TEXT:

# Fighting Cat Sound



## hegemon (Dec 29, 2012)

Hi everyone,

The other morning, Hegemon made a completely scary, fighting cat sound. It was not the usual puffing, clicking, or purring that he normally makes. My boyfriend and I honestly thought there was a cat in our room fighting (we don't have a cat). It was also much louder than anything we ever imagined would be possible for a hegehog. Has anyone else had this problem? It is the only time he's made that sound (as far as I know). It was the day time (so he was asleep prior to the incident). 

Thanks in advance for your help!


----------



## abbys (Oct 13, 2012)

It's amazing the range of sounds hedgehogs can make, especially in their sleep. He likely just had a nightmare: 




As long as he isn't hurt from what you can see, I wouldn't worry too much about it.


----------



## hegemon (Dec 29, 2012)

Thank you so much! We were so worried about him and kind of scared. I am glad it seems to have happened to others. That sound in the video was spot on at the end, just much louder and sustained in person. Thanks again!


----------



## Tongue_Flicker (Jun 11, 2013)

Is it a solo hedgehog?

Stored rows
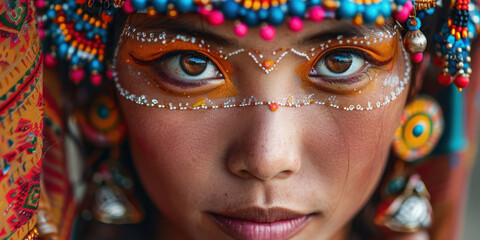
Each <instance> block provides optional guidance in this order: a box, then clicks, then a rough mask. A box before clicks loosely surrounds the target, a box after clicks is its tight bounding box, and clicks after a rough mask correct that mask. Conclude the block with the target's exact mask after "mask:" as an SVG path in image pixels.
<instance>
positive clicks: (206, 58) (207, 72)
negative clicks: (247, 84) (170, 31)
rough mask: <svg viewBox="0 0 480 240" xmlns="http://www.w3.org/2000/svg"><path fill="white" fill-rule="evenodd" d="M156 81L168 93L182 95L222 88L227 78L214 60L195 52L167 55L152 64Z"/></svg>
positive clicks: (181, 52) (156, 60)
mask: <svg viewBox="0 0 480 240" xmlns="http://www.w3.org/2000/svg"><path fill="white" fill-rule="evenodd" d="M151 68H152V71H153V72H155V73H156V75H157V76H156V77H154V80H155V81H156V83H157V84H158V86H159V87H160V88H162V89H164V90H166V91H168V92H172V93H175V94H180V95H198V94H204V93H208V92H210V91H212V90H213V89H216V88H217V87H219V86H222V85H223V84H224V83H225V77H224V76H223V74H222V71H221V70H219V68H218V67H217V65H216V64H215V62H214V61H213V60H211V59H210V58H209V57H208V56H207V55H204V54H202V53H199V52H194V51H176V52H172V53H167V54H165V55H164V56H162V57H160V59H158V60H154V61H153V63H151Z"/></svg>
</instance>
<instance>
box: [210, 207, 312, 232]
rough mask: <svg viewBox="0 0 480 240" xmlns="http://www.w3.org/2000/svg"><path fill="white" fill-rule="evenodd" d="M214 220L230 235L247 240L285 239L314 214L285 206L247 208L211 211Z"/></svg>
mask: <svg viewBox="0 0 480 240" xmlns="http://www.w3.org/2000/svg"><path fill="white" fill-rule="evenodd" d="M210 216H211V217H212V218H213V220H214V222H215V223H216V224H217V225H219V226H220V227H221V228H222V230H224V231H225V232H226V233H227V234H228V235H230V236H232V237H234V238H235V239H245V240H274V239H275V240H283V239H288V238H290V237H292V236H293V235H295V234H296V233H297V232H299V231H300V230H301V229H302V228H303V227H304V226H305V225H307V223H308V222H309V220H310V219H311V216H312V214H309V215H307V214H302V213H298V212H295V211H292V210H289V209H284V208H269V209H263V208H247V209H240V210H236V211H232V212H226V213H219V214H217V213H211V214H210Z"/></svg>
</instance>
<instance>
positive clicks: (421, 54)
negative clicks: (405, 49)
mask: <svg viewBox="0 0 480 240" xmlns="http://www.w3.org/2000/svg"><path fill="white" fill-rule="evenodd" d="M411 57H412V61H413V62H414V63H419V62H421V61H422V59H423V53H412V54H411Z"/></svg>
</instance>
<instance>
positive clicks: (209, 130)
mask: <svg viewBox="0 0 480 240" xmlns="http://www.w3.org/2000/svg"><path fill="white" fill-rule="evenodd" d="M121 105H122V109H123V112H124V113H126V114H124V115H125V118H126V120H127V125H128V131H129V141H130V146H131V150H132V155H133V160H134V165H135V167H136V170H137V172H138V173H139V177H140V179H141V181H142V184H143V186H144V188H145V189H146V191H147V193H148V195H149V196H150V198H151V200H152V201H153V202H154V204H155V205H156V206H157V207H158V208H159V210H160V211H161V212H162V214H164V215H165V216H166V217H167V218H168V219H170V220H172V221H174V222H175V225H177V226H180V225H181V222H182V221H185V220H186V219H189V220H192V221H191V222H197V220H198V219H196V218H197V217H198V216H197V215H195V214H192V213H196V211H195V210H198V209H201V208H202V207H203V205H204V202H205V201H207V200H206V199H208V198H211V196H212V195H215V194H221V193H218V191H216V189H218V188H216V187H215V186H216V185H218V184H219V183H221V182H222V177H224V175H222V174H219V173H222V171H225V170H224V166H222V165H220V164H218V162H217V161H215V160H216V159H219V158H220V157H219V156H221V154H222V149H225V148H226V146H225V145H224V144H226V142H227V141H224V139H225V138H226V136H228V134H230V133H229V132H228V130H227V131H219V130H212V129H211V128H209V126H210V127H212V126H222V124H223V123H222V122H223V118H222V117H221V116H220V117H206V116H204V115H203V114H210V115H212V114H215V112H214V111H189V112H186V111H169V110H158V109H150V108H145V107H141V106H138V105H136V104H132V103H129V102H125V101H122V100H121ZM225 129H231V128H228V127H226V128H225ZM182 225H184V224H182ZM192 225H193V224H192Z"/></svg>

EXERCISE: Continue the forum thread about the hedgehog's fighting-cat sound from where it stops. These rows were taken from a separate source.

ANSWER TO THE PROBLEM:
The only times i've heard of a cat fight sound is of a female unwilling to mate or two of the same sex fighting. Usually ends up with one being bloody or wounded


----------



## Yas112 (Dec 27, 2013)

Can someone tell me how to post a question!? 
thanks


----------



## Tongue_Flicker (Jun 11, 2013)

@yas: go to the appropriate topic of your question then choose post new thread/topic located at the top right hand side i think


----------



## Yas112 (Dec 27, 2013)

Thank you so so much!!


----------



## hegemon (Dec 29, 2012)

Tongue_Flicker said:


> Is it a solo hedgehog?
> 
> The only times i've heard of a cat fight sound is of a female unwilling to mate or two of the same sex fighting. Usually ends up with one being bloody or wounded


Yes, he is a solo hedgehog. He's never made this sound before. Other than that sound, he seems normal, though...wheeling at night, eating, drinking, burrowing, etc.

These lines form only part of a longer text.